■ **Problem to solve**: Can you return, word for word, the stretch of the post on putting money to work below from "In literal sense" through "280 times today."?

Saturday, August 10, 2013

Put your Money to work

We often listen and use the term “Money Grows” or “Money Multiplies”.
Is it actually the money that grows?
No. In fact money’s only characteristic is that it reduces (depreciates) in price over a period of time.
Let’s take an example. One could buy 1 litre of Milk in Rs 8 in 1980. Today, if I go to the grocer, give him Rs. 8 and ask for 1 Litre of milk. He will either laugh at me or throw me out.   Rs 8 have depreciated in its value. Today milk costs around Rs 48 a litre. The value of Rs 8 is depreciated to one sixth in last 30 years or so.
In literal sense money depreciates if it is kept idle. Years back people did not have many alternatives to invest their money. They used to store the cash or coins in their lockers. What has happened to that cash when it was found years later by their next generation? The money was much less worth (or worthless) than what it was when it was stored.
So why we say that money grows?
Let’s take same example. Suppose, people who had stored coins or notes in their locker would have, instead, bought the gold worth that amount and kept in their lockers. Their next generation would have appreciated the ancestors pretty much than in earlier case. Consider the period of keeping the gold to be around 1950s. The value would have been appreciated 280 times today.
It is not the money that grows. It is the asset or service bought in exchange of money that grows in value.
Put your money to work. Don’t let it lie idle.
Either buy assets with the money you have. You will gain the appreciated returns. Assets will grow in price. You will sell it at higher cost to earn profit. Lend (put on rent) your money to someone (let’s say a Bank) and they will pay you periodical rent for using your money. The rent paid is known as interest.
The next task is to choose the asset class (which assets to be bought) or investment class (whom to rent the money). Here the risk reward ratio comes into picture. The more the risk you are willing to take with your money, the more the chance of your money growing faster.
Suppose you have Rs 2 Lac on an average (average balance) lying in your savings account for last 2 years. You would have earned interest of around 28000 with 4.5% compounded ROI in 2 years.
Instead, if you would have bought a piece of land or would have invested in shares or would have bought even a Fixed Deposit, your chances of earning more returns on Rs 2 Lac were far greater. If you would have sold the asset for Rs 3 Lac after 2 years, you would have earned returns with ROI of 14.5%. So as compared to investing in assets or putting it in better asset class, money was lying as good as unused in savings account for last 2 years.
Of course, there is little extra risk involved in all these options. But, as per rule, even the bank does not guarantee your capital beyond amount of Rs 1 Lac. So the risk is everywhere. We are exposed to life threat every time we move on road. It’s the difference in the amount of risk depending on which mode of travel we move by or which road we travel on.
Even in a family or office everyone has some or other task. We do not want a member of family or of office to sit idle. Why let our money sit idle.
So, the next job is to check and identify, which portion of your money is not working for you. Which investment or asset is not earning you the expected returns.It may call for redefining your portfolio.

Last week Nifty continued to fall for 3 days and touched a low of 5486 but managed to close at 5519. Nifty managed to hold this psychological level of 5500.  From here it started its pullback rally on Thursday, which was last session of the week. The closing on Thursday was 5565.

BhartiAirtel: Has taken support at 325 and shown signs of strong rally upward. In the week to come expect Bharti to touch 350-355. Buy Bharti at current level of 337 for target of 350. Maintain Stoploss at 322.

■ **Entries shown**:
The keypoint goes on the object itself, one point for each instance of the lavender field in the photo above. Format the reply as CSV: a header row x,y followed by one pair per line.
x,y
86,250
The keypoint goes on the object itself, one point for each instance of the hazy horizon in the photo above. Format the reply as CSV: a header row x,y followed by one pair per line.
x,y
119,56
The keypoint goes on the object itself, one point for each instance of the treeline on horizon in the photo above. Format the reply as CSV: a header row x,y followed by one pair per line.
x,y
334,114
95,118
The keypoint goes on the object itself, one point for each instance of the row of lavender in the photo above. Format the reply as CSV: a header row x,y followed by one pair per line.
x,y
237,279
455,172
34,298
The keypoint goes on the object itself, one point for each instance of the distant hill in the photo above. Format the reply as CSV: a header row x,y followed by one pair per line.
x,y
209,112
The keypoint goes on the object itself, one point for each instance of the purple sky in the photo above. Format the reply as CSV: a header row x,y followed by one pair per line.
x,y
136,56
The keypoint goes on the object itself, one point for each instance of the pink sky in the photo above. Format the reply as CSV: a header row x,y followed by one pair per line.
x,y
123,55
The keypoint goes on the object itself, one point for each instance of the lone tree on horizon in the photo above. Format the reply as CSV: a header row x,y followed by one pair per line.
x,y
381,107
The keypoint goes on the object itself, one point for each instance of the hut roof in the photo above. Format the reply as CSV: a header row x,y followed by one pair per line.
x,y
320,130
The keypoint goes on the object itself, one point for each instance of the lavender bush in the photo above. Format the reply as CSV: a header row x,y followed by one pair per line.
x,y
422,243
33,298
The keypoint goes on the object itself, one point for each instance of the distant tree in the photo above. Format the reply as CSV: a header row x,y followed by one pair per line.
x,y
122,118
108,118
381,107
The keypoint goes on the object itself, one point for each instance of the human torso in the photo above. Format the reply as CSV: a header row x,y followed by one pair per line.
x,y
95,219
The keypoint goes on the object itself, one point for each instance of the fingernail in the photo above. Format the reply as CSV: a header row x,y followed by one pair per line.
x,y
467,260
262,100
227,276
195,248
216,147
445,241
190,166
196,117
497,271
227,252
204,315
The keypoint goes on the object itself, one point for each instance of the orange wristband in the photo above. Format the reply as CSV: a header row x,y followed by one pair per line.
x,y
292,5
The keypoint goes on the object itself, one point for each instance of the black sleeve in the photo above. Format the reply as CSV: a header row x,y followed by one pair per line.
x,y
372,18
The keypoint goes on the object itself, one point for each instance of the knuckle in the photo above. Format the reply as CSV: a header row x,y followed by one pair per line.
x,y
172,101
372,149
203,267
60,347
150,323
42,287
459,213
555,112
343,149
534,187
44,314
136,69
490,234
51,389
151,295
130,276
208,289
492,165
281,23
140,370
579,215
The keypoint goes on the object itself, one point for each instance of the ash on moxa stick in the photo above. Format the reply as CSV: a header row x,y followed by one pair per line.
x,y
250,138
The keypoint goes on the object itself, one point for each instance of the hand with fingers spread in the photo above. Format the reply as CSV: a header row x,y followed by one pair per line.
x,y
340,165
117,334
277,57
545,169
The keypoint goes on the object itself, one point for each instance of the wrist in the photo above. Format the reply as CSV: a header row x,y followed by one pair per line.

■ **Exercise response**:
In literal sense money depreciates if it is kept idle. Years back people did not have many alternatives to invest their money. They used to store the cash or coins in their lockers. What has happened to that cash when it was found years later by their next generation? The money was much less worth (or worthless) than what it was when it was stored.
So why we say that money grows?
Let’s take same example. Suppose, people who had stored coins or notes in their locker would have, instead, bought the gold worth that amount and kept in their lockers. Their next generation would have appreciated the ancestors pretty much than in earlier case. Consider the period of keeping the gold to be around 1950s. The value would have been appreciated 280 times today.